→ **Records for the task**
────────

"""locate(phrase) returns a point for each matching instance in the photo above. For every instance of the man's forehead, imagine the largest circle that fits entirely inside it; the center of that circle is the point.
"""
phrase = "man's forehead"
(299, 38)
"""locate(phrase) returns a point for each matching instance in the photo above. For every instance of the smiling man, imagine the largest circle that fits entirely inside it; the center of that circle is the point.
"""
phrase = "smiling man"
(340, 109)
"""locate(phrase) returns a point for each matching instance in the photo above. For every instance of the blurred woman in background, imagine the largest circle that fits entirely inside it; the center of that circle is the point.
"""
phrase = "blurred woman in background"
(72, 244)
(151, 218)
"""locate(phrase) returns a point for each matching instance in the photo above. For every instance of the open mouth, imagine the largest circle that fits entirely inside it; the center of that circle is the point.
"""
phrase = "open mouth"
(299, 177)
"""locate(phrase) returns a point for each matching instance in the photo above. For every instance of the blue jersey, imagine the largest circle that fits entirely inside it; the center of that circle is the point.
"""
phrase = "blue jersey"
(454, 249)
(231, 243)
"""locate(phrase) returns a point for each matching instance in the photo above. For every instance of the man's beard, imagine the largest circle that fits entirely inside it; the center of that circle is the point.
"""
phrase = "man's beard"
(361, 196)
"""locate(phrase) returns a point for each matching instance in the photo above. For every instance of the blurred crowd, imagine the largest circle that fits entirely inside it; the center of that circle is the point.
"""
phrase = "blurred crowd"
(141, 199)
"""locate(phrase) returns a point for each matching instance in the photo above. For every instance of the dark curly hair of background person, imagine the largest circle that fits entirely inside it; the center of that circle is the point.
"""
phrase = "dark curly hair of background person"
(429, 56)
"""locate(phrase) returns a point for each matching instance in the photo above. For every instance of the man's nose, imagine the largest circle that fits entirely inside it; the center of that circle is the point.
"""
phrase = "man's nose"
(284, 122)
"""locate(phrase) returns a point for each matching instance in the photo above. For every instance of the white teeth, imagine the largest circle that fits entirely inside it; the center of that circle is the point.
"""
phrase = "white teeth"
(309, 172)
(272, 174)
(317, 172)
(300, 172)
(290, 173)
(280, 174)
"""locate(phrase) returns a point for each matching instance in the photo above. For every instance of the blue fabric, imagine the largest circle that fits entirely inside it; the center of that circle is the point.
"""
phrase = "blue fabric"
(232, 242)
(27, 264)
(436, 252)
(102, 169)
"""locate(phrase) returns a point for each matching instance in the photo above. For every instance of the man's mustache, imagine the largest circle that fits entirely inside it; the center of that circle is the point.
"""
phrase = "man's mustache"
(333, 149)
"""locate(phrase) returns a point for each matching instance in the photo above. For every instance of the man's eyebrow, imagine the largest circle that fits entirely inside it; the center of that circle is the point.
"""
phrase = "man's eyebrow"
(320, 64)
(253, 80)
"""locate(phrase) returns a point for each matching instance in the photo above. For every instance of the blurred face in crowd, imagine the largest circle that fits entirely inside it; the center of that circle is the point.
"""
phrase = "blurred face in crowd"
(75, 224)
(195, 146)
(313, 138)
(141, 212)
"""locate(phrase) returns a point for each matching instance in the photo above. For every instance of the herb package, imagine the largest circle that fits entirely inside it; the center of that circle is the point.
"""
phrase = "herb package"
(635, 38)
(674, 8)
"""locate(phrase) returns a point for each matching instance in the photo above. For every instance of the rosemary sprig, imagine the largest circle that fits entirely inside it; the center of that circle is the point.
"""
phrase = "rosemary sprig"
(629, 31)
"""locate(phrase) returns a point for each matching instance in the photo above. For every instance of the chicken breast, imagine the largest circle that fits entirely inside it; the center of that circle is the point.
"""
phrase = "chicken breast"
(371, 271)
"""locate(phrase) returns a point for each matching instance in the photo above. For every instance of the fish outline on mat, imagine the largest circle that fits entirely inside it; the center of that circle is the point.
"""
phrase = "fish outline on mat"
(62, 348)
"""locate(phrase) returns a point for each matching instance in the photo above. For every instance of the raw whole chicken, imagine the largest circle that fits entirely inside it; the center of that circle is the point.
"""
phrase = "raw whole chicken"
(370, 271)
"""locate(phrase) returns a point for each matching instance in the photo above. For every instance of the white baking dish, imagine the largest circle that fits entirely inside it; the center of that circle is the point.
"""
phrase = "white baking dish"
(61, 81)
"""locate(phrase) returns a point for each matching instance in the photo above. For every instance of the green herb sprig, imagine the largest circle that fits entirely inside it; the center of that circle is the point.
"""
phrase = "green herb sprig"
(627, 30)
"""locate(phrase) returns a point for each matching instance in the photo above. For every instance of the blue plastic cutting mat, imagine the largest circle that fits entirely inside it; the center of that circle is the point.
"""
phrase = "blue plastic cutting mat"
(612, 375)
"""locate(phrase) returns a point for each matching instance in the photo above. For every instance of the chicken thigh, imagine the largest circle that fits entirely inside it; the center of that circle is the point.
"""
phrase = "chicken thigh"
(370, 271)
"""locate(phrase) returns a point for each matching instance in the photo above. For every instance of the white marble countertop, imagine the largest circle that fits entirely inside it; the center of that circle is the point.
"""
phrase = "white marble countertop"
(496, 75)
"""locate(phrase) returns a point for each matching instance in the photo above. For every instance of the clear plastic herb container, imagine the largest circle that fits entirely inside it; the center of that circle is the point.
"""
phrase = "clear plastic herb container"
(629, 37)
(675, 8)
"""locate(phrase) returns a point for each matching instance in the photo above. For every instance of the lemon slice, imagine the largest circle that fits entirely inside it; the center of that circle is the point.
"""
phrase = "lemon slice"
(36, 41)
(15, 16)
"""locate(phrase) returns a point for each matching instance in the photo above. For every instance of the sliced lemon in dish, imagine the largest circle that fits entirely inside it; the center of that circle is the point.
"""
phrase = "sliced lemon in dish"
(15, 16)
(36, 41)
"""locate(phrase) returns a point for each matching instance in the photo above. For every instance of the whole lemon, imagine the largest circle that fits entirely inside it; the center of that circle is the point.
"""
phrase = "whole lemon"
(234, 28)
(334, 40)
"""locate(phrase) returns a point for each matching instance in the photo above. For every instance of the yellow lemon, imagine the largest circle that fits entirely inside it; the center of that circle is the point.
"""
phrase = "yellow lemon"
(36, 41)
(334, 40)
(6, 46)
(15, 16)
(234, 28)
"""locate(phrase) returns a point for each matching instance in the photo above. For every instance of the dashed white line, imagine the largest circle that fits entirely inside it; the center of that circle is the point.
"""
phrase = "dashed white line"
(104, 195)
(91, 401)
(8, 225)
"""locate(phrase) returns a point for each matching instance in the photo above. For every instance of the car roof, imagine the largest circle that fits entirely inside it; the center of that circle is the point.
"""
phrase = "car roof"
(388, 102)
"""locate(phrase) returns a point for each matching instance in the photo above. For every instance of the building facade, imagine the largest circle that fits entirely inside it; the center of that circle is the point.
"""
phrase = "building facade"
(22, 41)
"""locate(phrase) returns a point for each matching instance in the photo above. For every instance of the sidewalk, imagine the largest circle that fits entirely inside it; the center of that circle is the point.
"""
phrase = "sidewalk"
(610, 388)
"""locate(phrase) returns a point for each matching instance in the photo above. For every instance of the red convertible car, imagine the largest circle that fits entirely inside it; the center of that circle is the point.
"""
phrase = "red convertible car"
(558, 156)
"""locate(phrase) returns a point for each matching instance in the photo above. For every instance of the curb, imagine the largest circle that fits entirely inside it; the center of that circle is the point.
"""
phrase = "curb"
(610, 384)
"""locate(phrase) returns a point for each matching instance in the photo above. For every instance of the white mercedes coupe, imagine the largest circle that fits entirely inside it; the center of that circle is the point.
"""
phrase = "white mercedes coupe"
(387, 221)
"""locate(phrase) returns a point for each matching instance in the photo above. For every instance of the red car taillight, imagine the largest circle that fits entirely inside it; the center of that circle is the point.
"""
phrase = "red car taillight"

────────

→ **Your instructions**
Having read the records above, reproduce each one exactly.

→ **Expected answer**
"""locate(phrase) returns a point for each matching instance in the photo above. For every instance of the man's forehead, imagine the largest circle that fits entirely inside it; the center of that circle is the point.
"""
phrase = "man's forehead"
(299, 38)
"""locate(phrase) returns a point for each matching instance in the photo above. For every instance of the smiling man, imagine the largest circle that fits entirely inside it; the center of that circle is the point.
"""
phrase = "smiling man"
(340, 109)
"""locate(phrase) returns a point for each matching instance in the photo above. For every instance of the blurred woman in background, imagine the largest circle that fits entirely inside it; the center of that circle is the point.
"""
phrase = "blurred woman in background"
(72, 244)
(151, 218)
"""locate(phrase) returns a point for each matching instance in the photo above. For every instance of the open mouth, imagine the largest circle that fits entirely inside it; the center of that circle is the point.
"""
phrase = "open mouth"
(299, 177)
"""locate(phrase) returns a point for each matching instance in the photo above. For every instance of the blue jersey, imagine the largest circle that fits entirely inside it; the center of that circle is the point.
"""
phrase = "blue jersey"
(454, 249)
(231, 243)
"""locate(phrase) returns a point for each matching instance in the photo above. For every instance of the man's beard, imagine the largest circle that fits entirely inside it; the center of that circle is the point.
"""
phrase = "man's beard"
(361, 196)
"""locate(phrase) returns a point for each matching instance in the photo above. For every instance of the blurred crowd, imagine the largest circle that fits entirely inside it; the center of that circle is the point.
"""
phrase = "blurred crowd"
(141, 199)
"""locate(phrase) returns a point for each matching instance in the photo above. For every instance of the dark curly hair of background person, imagine the largest circle that fits entirely inside it; the center of that circle is the point.
"""
phrase = "dark curly hair of background person"
(429, 56)
"""locate(phrase) returns a point for each matching instance in the photo above. For every instance of the man's nose, imagine the largest circle that fits entirely inside it; the center of that circle is the point.
"""
phrase = "man's nose"
(284, 122)
"""locate(phrase) returns a point for each matching instance in the photo above. For every instance of the white teeth, imagine the largest circle that fits entirely inside it; the center of that circle is the point.
"""
phrase = "white teeth"
(309, 172)
(272, 174)
(317, 172)
(300, 172)
(290, 173)
(280, 174)
"""locate(phrase) returns a point for each matching instance in the photo above. For every instance of the blue fabric, imagine the largest circle that fits entirely inside it; the center of that circle is the point.
"""
phrase = "blue fabric"
(232, 242)
(27, 264)
(436, 252)
(102, 169)
"""locate(phrase) returns a point for each matching instance in the photo above. For every instance of the man's mustache, imagine the largest circle that fits entirely inside it; the center of that circle is the point.
"""
phrase = "man's mustache"
(333, 149)
"""locate(phrase) returns a point for each matching instance in the photo above. For every instance of the man's eyebrow, imagine the largest circle that fits entirely inside it; the center of that circle is the point.
"""
phrase = "man's eyebrow"
(320, 64)
(253, 80)
"""locate(phrase) returns a point for each matching instance in the photo above. For every instance of the blurred face in crowd, imagine the largest circle that fits entirely inside it; the center of that circle is the point.
"""
phrase = "blurred face in crowd"
(75, 224)
(195, 146)
(313, 138)
(141, 212)
"""locate(phrase) returns a point for each matching instance in the photo above. For every instance of the herb package, imagine the largest circle that fits entirely inside it; the center of that circle is the point.
"""
phrase = "herb package"
(635, 38)
(674, 8)
"""locate(phrase) returns a point for each matching instance in the photo above. For every instance of the rosemary sprig, imagine the largest circle that fits entirely inside it; the center of that circle is the point.
"""
phrase = "rosemary sprig"
(629, 31)
"""locate(phrase) returns a point for each matching instance in the photo above. For every instance of the chicken breast, imagine the largest circle that fits entirely inside it; the center of that circle is the point.
"""
phrase = "chicken breast"
(371, 271)
"""locate(phrase) returns a point for each matching instance in the photo above. For every instance of the fish outline on mat, imagine the largest circle that fits entirely inside it; the center of that circle is the point.
"""
phrase = "fish outline on mat"
(62, 348)
"""locate(phrase) returns a point for each matching instance in the photo above. For every instance of the raw whole chicken, imagine the largest circle that fits entirely inside it; the center of that circle is the point.
"""
phrase = "raw whole chicken"
(370, 271)
"""locate(phrase) returns a point for each matching instance in the photo above. For every instance of the white baking dish, imagine the largest circle that fits entirely inside it; the center of that circle is the point.
"""
phrase = "white baking dish"
(61, 81)
"""locate(phrase) returns a point for each matching instance in the photo above. For every instance of the green herb sprig, imagine the largest circle that fits entirely inside it; the center of that circle is the point.
"""
phrase = "green herb sprig"
(627, 30)
"""locate(phrase) returns a point for each matching instance in the photo above. For every instance of the blue plastic cutting mat, imagine the largest circle that fits entirely inside it; the center of that circle is the point.
"""
phrase = "blue plastic cutting mat"
(612, 375)
"""locate(phrase) returns a point for each matching instance in the photo above. For every instance of the chicken thigh, imagine the largest circle that fits entirely inside it; the center of that circle is the point.
"""
phrase = "chicken thigh"
(370, 271)
"""locate(phrase) returns a point for each matching instance in the photo above. For every instance of the white marble countertop, imagine the largest circle that fits entirely inside it; the center of that circle is the point.
"""
phrase = "white marble countertop"
(496, 75)
"""locate(phrase) returns a point for each matching instance in the photo above. For every instance of the clear plastic herb container, imagine the largest circle that fits entirely inside it; the center of that circle is the point.
"""
phrase = "clear plastic herb container"
(629, 37)
(675, 8)
"""locate(phrase) returns a point for each matching instance in the photo above. For every instance of the lemon slice, imagine the largest circle that fits entirely inside it; the center of that circle is the point.
"""
phrase = "lemon slice"
(36, 41)
(15, 16)
"""locate(phrase) returns a point for each matching instance in the photo above. For every instance of the sliced lemon in dish, imagine the largest circle that fits entirely inside it; the center of that circle is the point.
"""
phrase = "sliced lemon in dish"
(15, 16)
(36, 41)
"""locate(phrase) returns a point for each matching instance in the photo above. For every instance of the whole lemon, imagine the largest circle that fits entirely inside it; the center of that circle is the point.
"""
phrase = "whole lemon"
(234, 28)
(334, 40)
"""locate(phrase) returns a point for each matching instance in the photo above. For every instance of the yellow lemon, imagine the largest circle that fits entirely inside it; the center of that circle is the point.
"""
phrase = "yellow lemon"
(36, 41)
(334, 40)
(6, 46)
(15, 16)
(234, 28)
"""locate(phrase) returns a point for each matching instance in the photo above. For every instance of the dashed white line, imagine the largest circle that fits entirely inside it; the center of that circle is the point.
"""
phrase = "dashed white line"
(104, 195)
(91, 401)
(8, 225)
"""locate(phrase) returns a point for each matching instance in the photo above. For every instance of the car roof, imagine the largest circle that fits entirely inside it; the center of that circle is the point.
"""
phrase = "car roof"
(388, 102)
"""locate(phrase) returns a point for each matching instance in the photo above. For every instance of the building facade, imagine the largest circle that fits entirely inside it; the center of that circle is the point.
"""
phrase = "building facade"
(22, 41)
"""locate(phrase) returns a point for each matching instance in the photo above. For every instance of the sidewalk, imagine the largest circle that fits entirely inside it; the center of that circle is the point.
"""
phrase = "sidewalk"
(610, 388)
"""locate(phrase) returns a point for each matching instance in the photo above. For every instance of the red convertible car, imagine the largest circle that fits entirely inside it; the center of that circle is the point.
"""
phrase = "red convertible car"
(558, 156)
"""locate(phrase) returns a point for each matching instance in the photo above. For every instance of the curb, imagine the largest circle that fits entirely inside it; the center of that circle is the point.
"""
phrase = "curb"
(610, 384)
"""locate(phrase) returns a point for each matching instance in the photo above. For every instance of the white mercedes coupe, imagine the largest circle that fits entirely inside it; the center of that circle is the point.
"""
phrase = "white mercedes coupe"
(387, 221)
"""locate(phrase) returns a point for each matching instance in the photo above. For every instance of the red car taillight, imagine the largest circle that fits entirely inside it; the center of that circle is the point.
"""
phrase = "red car taillight"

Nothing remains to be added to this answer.